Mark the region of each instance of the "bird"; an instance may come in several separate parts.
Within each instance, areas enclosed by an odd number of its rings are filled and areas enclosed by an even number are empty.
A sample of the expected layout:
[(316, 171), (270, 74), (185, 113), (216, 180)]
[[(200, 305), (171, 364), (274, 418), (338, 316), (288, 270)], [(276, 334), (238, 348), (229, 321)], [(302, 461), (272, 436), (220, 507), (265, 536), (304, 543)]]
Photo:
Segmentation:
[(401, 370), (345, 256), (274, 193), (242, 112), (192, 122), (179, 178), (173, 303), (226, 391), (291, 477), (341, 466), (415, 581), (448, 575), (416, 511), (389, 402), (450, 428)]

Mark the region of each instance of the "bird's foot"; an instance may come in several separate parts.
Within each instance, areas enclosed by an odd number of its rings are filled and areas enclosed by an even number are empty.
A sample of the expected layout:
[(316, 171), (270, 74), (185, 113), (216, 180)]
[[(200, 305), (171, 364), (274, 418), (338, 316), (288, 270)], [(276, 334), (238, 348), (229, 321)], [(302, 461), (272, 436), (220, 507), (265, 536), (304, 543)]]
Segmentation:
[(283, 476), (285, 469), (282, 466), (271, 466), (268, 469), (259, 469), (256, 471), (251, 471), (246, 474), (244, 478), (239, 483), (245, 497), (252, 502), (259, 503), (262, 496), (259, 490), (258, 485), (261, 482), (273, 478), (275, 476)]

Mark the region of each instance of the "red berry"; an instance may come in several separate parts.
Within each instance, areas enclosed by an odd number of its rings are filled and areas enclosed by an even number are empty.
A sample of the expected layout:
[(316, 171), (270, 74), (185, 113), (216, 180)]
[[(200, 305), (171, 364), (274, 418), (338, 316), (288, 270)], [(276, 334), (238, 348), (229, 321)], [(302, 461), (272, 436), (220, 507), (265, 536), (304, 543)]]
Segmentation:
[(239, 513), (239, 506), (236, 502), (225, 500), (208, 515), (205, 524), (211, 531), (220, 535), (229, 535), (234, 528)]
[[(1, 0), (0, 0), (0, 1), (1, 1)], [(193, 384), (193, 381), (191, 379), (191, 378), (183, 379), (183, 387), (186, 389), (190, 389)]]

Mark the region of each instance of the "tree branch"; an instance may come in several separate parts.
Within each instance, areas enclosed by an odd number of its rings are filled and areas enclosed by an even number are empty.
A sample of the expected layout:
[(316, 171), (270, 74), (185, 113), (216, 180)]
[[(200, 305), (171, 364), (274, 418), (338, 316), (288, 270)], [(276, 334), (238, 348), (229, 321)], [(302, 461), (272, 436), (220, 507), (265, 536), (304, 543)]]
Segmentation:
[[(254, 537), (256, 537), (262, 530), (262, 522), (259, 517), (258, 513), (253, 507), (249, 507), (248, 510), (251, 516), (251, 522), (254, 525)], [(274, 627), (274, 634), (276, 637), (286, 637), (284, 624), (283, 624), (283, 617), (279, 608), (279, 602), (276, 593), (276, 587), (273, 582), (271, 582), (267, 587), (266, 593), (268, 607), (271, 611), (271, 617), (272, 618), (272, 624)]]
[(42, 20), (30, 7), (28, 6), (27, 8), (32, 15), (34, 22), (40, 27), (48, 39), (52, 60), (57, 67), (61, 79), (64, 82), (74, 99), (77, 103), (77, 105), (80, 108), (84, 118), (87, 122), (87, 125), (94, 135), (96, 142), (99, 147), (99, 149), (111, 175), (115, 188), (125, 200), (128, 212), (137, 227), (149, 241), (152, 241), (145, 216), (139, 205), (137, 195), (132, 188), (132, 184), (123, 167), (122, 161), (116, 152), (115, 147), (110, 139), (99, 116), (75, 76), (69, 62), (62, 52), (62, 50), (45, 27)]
----
The request. Copy out every line of the material above verbatim, keeping each character and line break unchanged.

Written response.
Mark the region of each instance of the "bird"; an instance may come in several separate parts.
Within each instance, areas enclosed by an odd number of its rings are filled and areas enclosed by an even number are empty.
A sample of the expected layout:
[(316, 171), (270, 74), (185, 113), (216, 180)]
[[(200, 305), (171, 364), (274, 418), (338, 316), (288, 270)], [(276, 334), (238, 348), (229, 321)], [(302, 461), (272, 436), (220, 507), (265, 536), (304, 543)]]
Photo:
Segmentation:
[(401, 370), (345, 256), (274, 193), (242, 112), (192, 122), (179, 178), (173, 303), (226, 391), (291, 477), (341, 466), (415, 581), (448, 575), (416, 511), (389, 402), (450, 428)]

Mark the region of each instance of the "bird's foot"; an instance may come in several separate parts.
Within each instance, areas enclosed by an odd number of its rings are filled and areas enclosed by an even number are empty.
A sample of the expected layout:
[(316, 171), (270, 74), (185, 113), (216, 180)]
[[(200, 305), (171, 364), (274, 418), (338, 316), (288, 270)], [(276, 334), (238, 348), (229, 321)], [(302, 461), (272, 436), (220, 507), (265, 536), (304, 543)]]
Segmentation:
[(283, 476), (285, 469), (282, 466), (271, 466), (268, 469), (259, 469), (256, 471), (251, 471), (246, 474), (244, 478), (239, 483), (245, 497), (252, 502), (259, 503), (262, 496), (259, 490), (258, 485), (261, 482), (273, 478), (275, 476)]

Mark the region of each instance of the "red berry"; an instance may come in several separate parts.
Within each instance, areas enclosed by an odd number of its rings are filled and areas enclosed by an even number are empty.
A sample of the expected layout:
[(316, 171), (270, 74), (185, 113), (216, 180)]
[[(200, 305), (171, 364), (274, 418), (338, 316), (288, 270)], [(276, 334), (238, 348), (229, 321)], [(302, 461), (272, 436), (220, 507), (265, 536), (304, 543)]]
Segmentation:
[(239, 513), (239, 506), (236, 502), (225, 500), (208, 515), (205, 524), (211, 531), (220, 535), (229, 535), (234, 528)]
[[(1, 0), (0, 0), (0, 1), (1, 1)], [(193, 384), (193, 381), (191, 379), (191, 378), (183, 379), (183, 387), (186, 389), (190, 389)]]

Mark the region of each instance of the "tree branch"; an instance may come in several separate parts.
Within each instance, areas enclosed by an odd number of its rings are filled and areas enclosed by an even number are empty.
A sample of the expected layout:
[(316, 171), (270, 74), (185, 113), (216, 180)]
[[(200, 305), (171, 364), (274, 418), (338, 316), (288, 270)], [(276, 334), (238, 348), (229, 321)], [(302, 461), (272, 436), (220, 507), (265, 536), (304, 543)]]
Segmentation:
[[(254, 537), (256, 537), (262, 530), (262, 522), (259, 517), (258, 513), (253, 507), (249, 507), (248, 510), (251, 516), (251, 522), (254, 525)], [(274, 627), (274, 634), (276, 637), (286, 637), (284, 624), (283, 624), (283, 617), (279, 608), (279, 602), (276, 593), (276, 587), (273, 582), (271, 582), (267, 587), (266, 593), (268, 607), (271, 611), (271, 617), (272, 618), (272, 624)]]
[(42, 20), (30, 7), (28, 6), (27, 8), (32, 15), (34, 22), (40, 27), (48, 39), (52, 60), (57, 67), (61, 79), (64, 82), (74, 99), (77, 103), (77, 105), (80, 108), (84, 118), (87, 122), (87, 125), (94, 135), (96, 142), (99, 147), (99, 149), (111, 175), (115, 188), (125, 200), (128, 212), (137, 227), (149, 241), (152, 241), (145, 216), (139, 205), (137, 195), (132, 188), (132, 184), (123, 167), (122, 161), (116, 152), (115, 147), (110, 139), (99, 116), (75, 76), (69, 62), (62, 52), (62, 50), (45, 27)]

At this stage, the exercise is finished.